_EXERCISE DESCRIPTION_
Exclude the pictures, then restate every entry below exactly.

(Collected data)
· · · · · · ·
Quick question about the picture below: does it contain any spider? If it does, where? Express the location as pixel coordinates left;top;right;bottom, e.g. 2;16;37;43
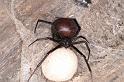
27;18;92;82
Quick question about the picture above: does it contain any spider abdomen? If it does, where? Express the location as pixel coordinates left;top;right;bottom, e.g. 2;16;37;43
52;18;80;39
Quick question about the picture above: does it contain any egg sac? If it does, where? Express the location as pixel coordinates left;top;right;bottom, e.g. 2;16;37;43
41;47;78;81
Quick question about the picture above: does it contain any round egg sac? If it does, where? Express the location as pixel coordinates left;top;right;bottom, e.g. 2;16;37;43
41;47;78;81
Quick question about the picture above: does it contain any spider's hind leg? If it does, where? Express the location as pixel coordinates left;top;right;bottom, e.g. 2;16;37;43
34;19;52;33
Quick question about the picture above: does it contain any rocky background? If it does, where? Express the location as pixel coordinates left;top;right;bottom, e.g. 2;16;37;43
0;0;124;82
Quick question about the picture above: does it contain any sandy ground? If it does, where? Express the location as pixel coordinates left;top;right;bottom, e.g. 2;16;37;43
0;0;124;82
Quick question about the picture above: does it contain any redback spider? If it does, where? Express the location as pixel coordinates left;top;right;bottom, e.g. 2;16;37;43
27;18;92;82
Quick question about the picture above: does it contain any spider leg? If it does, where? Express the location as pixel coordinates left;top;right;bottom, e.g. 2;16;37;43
72;40;91;61
71;45;92;79
27;45;61;82
34;19;52;33
73;36;89;43
47;45;62;55
28;37;57;47
72;18;81;31
55;17;61;19
72;41;85;45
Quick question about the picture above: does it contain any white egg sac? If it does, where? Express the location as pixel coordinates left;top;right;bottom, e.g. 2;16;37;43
41;47;78;81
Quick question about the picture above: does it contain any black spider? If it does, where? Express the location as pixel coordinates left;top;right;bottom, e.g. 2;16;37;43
74;0;92;7
27;18;92;82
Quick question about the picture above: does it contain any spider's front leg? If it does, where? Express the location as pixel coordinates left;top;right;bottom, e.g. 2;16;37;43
72;36;91;61
71;45;92;78
73;36;89;43
27;45;61;82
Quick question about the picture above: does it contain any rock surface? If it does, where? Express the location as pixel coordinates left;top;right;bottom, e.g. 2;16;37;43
0;0;124;82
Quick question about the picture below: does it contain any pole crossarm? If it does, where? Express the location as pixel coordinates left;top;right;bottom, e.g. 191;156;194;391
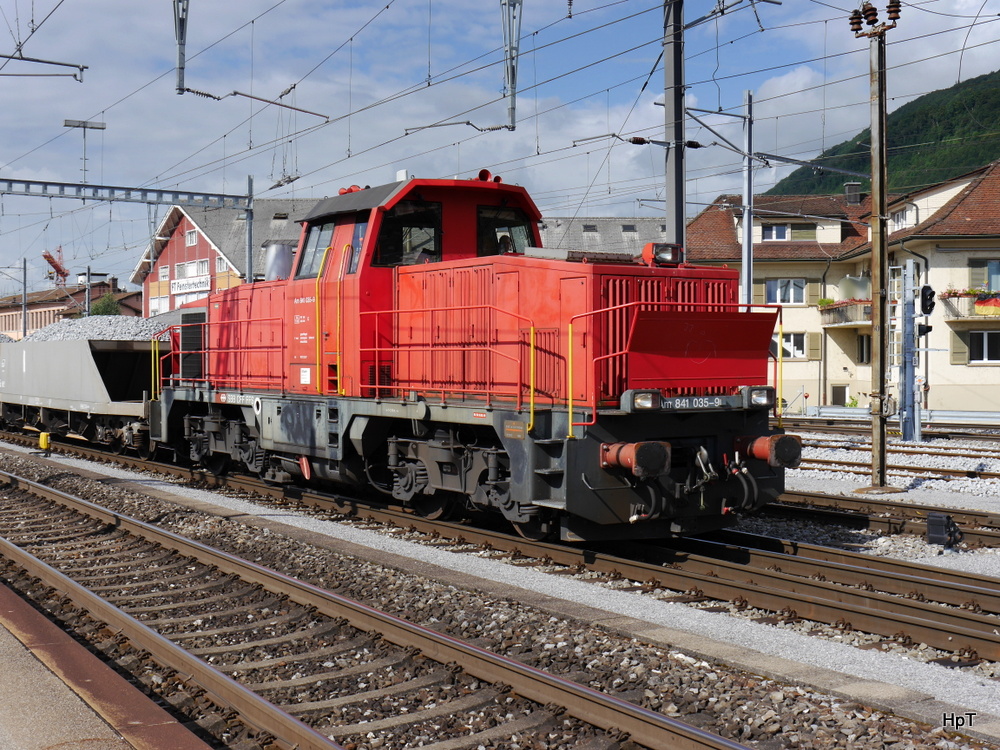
0;178;250;210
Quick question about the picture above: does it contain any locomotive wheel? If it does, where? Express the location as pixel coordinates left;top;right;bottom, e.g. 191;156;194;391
512;518;550;541
203;452;229;476
411;493;456;521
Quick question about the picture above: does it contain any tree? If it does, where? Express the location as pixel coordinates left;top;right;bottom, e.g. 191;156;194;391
90;292;121;316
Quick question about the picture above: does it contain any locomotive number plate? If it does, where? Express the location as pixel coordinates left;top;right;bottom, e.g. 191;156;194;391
662;395;741;410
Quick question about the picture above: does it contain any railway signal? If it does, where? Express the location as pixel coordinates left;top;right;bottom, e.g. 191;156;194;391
920;284;936;315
· · · · · · ·
_EXERCISE RESULT_
Quick question about the picture below: does it contain any spider? If it does, where? Express the location as pixel coordinates left;top;right;bottom, e.g. 2;16;37;43
27;18;92;82
Quick question about the picture above: does it contain any spider abdomen? If it does, where? Express the location as pixel coordinates left;top;right;bottom, e.g. 2;16;37;43
52;18;80;39
Quick question about the picture above: does it contain any egg sac? If it does, where? Express the location as pixel coordinates left;top;right;bottom, e.g. 2;16;37;43
41;47;78;81
Quick question about the picture above: does it contain any round egg sac? If it does, where? Express the location as pixel coordinates left;top;right;bottom, e.g. 2;16;37;43
41;47;78;81
Quick question about the picture above: does it contain any spider's hind leg? If it does, where? Express the location as pixel coordinates left;top;right;bottom, e.g. 2;16;37;43
34;19;52;33
Quick question about the picture above: does it contain any rocky background? If it does, where? Express the location as pixel coordinates left;top;right;bottom, e.g. 2;16;37;43
0;0;124;82
Quick question about the picture above: does it contain any sandy ground? If it does, where? Express the location as pixel coordinates left;top;right;bottom, e.g. 2;16;37;43
0;0;124;82
Quick question about the picture above: does it contain any redback spider? If it does, where? Express the location as pixel coordinates left;top;right;bottom, e.g. 2;16;37;43
27;18;92;82
Quick question about the picture above: does it contain any spider leg? If it does, where? Express the location as pixel coordinates left;top;right;bottom, e.g. 2;16;37;43
72;40;91;61
71;45;92;79
27;45;61;82
34;19;52;33
73;36;89;43
47;45;62;55
28;37;57;47
72;18;81;31
55;17;61;19
72;41;85;45
Quick question about the picture above: does it contain any white egg sac? If it does, where? Express the location as pixel coordinates left;top;right;bottom, e.g. 2;16;37;43
41;47;78;81
Quick question about the picture above: does it contain any black spider? If it does, where? Express the location as pixel coordinates left;top;right;bottom, e.g. 2;16;37;43
74;0;92;7
27;18;92;82
Quick question about the picture above: does it contain any spider's front leg? If it does, where? Express the location as pixel coordinates left;top;right;bottom, e.g. 2;16;37;43
72;36;91;61
71;45;92;78
73;36;89;43
27;45;61;82
Quick question about the picture above: does it contain any rock surface? If it does, where? Express the location as pixel coordinates left;top;right;bottom, e.g. 2;16;37;43
0;0;124;82
Quick question about the picture below: does it contain any pole crossarm? If it does, where? Express the location as pixel coordinates left;top;right;bottom, e.g. 191;156;194;391
0;178;250;210
Quick question about the picture above: does it contain any locomotive wheel? If it does, where? Express the location as pixel coordinates left;top;right;bottom, e.g. 191;156;194;391
512;518;550;541
203;452;229;476
411;493;456;521
Quick question about the picture above: does it contain any tree? If it does, where? Express the location as pixel coordinates left;top;right;bottom, e.g. 191;156;194;391
90;292;121;316
Quick question about the picture above: does it contain any locomotive number plate? If it does, where? Express the location as pixel coordinates left;top;right;bottom, e.g. 191;156;194;391
662;395;741;410
Quick question about the picture above: does it contain any railway signal? If it does, where? Express the location as pixel coordinates left;top;right;bottom, e.g. 191;156;194;391
920;284;936;315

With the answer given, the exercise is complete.